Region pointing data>
↓↓↓
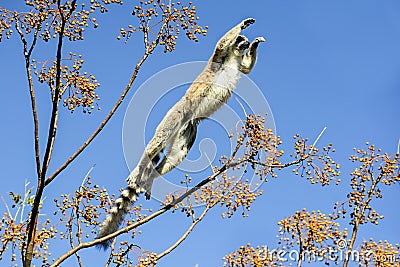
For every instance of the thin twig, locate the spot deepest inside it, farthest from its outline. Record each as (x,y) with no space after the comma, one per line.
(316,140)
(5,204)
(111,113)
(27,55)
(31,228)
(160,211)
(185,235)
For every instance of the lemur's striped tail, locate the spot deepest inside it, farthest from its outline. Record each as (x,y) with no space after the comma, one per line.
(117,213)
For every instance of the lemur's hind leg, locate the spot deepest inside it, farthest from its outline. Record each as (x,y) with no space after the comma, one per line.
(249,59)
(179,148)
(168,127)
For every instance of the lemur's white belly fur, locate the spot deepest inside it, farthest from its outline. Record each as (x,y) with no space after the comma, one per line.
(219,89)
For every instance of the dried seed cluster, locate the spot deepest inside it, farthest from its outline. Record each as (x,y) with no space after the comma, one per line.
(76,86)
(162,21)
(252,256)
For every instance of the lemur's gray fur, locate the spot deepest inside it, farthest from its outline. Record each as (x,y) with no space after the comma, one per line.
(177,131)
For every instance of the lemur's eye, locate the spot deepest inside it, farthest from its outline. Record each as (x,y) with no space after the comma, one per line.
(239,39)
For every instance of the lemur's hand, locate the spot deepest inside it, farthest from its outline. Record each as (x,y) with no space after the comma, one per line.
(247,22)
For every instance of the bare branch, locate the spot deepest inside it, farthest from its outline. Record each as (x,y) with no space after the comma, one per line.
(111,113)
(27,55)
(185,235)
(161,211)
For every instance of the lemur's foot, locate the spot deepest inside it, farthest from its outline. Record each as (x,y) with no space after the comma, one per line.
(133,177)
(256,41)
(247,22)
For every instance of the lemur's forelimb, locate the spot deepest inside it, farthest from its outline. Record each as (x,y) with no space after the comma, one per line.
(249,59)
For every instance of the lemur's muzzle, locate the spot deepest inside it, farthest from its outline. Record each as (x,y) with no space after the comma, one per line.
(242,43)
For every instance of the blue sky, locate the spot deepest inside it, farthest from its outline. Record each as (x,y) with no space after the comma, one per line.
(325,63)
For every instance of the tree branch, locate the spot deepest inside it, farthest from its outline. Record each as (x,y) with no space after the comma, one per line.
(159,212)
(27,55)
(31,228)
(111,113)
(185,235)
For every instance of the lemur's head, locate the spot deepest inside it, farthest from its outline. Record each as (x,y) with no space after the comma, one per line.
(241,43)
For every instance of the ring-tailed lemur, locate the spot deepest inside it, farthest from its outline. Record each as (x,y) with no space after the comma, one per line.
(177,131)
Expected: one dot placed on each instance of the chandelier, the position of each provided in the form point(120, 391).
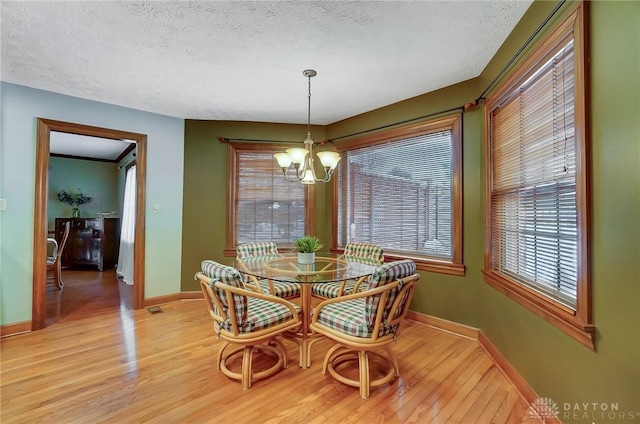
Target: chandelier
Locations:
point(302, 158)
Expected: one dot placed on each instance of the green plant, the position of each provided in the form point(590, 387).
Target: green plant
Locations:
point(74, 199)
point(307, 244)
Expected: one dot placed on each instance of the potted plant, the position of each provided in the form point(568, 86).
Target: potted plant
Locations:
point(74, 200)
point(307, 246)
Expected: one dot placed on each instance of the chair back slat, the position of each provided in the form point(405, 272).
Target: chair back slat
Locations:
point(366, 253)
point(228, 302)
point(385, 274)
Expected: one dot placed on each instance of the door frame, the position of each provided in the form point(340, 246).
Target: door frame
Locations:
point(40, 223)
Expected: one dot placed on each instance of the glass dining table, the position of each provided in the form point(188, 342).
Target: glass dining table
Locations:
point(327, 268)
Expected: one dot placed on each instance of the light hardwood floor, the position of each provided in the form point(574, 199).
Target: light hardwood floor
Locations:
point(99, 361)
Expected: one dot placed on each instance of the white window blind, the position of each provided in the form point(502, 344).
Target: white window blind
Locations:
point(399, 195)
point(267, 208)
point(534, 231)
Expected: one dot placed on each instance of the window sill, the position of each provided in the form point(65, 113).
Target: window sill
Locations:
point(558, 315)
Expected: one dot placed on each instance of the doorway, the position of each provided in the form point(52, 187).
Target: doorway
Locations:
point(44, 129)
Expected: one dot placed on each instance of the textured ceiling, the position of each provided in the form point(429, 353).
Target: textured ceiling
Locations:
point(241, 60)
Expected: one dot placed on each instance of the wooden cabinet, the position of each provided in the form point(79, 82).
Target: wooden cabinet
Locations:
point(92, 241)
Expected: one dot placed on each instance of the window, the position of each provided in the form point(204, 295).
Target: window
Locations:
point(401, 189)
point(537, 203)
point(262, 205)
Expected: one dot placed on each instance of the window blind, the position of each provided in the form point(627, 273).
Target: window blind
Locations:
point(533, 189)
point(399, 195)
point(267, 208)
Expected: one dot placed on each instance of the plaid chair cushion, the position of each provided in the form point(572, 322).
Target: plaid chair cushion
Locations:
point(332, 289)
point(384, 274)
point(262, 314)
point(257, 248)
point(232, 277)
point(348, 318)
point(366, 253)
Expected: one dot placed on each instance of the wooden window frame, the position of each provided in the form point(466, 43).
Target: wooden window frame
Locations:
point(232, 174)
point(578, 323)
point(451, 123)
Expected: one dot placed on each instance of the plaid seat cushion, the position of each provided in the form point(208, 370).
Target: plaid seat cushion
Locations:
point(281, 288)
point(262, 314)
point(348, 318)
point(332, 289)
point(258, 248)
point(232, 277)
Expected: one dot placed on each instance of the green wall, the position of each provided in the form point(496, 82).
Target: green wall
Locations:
↑↑↑
Find the lines above that contain the word "sill" and copy each one.

Finished task>
Expected: one dot placed on each instance of the window sill, the position of each provided in the form point(65, 113).
Target: window sill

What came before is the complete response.